** begin Text section **

Granular synthesis starts from the idea of dividing the sound in time into a sequence of simple elements called grains. The parameters of this technique are the waveform of the grain, its duration, and its temporal location. The first type of granular synthesis consists of using, as grain waveform, the waveform of real sound segments and then using the grain waveforms in synthesis in a different order or at various times. This method refers back to the synthesis of sampled sounds, except that in this case the elements are no longer complete sounds but their fragments. The second type consists of using waveforms such as Gauss functions modulated in frequency, which have the property of locating the energy in the time-frequency plane.

Formantic waveform synthesis (abbreviation FOF, from french Forme d'Onde Formantique) can be considered a granular synthesis technique. The grain waveforms are sinusoids with decreasing exponential envelope. This waveform approximates the impulse response of a second order filter. It has a formantic spectral envelope. The overall effect is obtained by the presence of various waveforms of this type. The waveforms are repeated, synchronous to the pitch of the desired sound. By varying the repetition period, the frequency of the sound varies, whereas by varying the basic waveform, the spectral envelope varies. With the use of FOF generators in parallel one can easily describe arbitrary time-varying spectra in ways that are at once simpler and more stable then the equivalent second-order filter bank [RPB93].

** end Text section **

Required task a >> Reproduce, without alteration, the lines of the listing from the line containing "the black candle" to the line containing "0,0,254,132", including both of those lines.

** begin Provided records **

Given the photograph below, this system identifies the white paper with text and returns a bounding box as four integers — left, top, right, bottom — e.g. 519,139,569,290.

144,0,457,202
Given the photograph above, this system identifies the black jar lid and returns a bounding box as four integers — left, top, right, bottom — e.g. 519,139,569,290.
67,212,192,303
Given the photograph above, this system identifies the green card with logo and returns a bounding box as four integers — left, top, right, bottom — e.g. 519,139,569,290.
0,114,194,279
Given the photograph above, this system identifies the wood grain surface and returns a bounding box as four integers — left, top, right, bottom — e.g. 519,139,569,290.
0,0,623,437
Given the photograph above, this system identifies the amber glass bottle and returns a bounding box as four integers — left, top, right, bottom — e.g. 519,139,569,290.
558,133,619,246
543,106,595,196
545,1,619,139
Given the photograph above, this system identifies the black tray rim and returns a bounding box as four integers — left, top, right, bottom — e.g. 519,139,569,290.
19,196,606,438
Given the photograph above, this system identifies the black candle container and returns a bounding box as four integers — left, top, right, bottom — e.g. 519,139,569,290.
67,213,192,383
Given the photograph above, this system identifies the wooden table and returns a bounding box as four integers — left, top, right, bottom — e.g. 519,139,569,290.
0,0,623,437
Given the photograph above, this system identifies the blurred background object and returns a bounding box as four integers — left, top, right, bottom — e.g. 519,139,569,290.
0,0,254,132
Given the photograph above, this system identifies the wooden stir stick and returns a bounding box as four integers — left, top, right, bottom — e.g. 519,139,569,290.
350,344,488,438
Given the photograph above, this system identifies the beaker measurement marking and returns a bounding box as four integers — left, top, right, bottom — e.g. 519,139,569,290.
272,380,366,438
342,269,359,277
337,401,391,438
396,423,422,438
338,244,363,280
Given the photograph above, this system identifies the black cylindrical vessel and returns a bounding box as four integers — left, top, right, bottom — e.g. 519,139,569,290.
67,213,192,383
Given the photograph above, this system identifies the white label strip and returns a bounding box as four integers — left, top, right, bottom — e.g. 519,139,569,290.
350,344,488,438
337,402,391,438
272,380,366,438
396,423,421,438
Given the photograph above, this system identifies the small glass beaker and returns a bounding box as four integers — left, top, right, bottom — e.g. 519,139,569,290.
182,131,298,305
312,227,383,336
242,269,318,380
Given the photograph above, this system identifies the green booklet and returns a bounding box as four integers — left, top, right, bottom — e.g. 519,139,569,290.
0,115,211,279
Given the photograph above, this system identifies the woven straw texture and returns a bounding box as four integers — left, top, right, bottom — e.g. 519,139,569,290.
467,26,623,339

** end Provided records **

Required task b >> Render the sentence "The grain waveforms are sinusoids with decreasing exponential envelope." from the passage on granular synthesis into German.

Complete output a >>
Given the photograph above, this system identifies the black candle container and returns a bounding box as four integers — left, top, right, bottom — e.g. 519,139,569,290.
67,213,192,383
Given the photograph above, this system identifies the wooden table and returns a bounding box as four integers — left, top, right, bottom — e.g. 519,139,569,290.
0,0,623,437
Given the photograph above, this system identifies the blurred background object and returns a bounding box as four integers — left, top, right, bottom — e.g. 519,139,569,290.
0,0,254,132

Complete output b >> Die Wellenformen der Körner sind Sinusschwingungen mit abnehmender exponentieller Hüllkurve.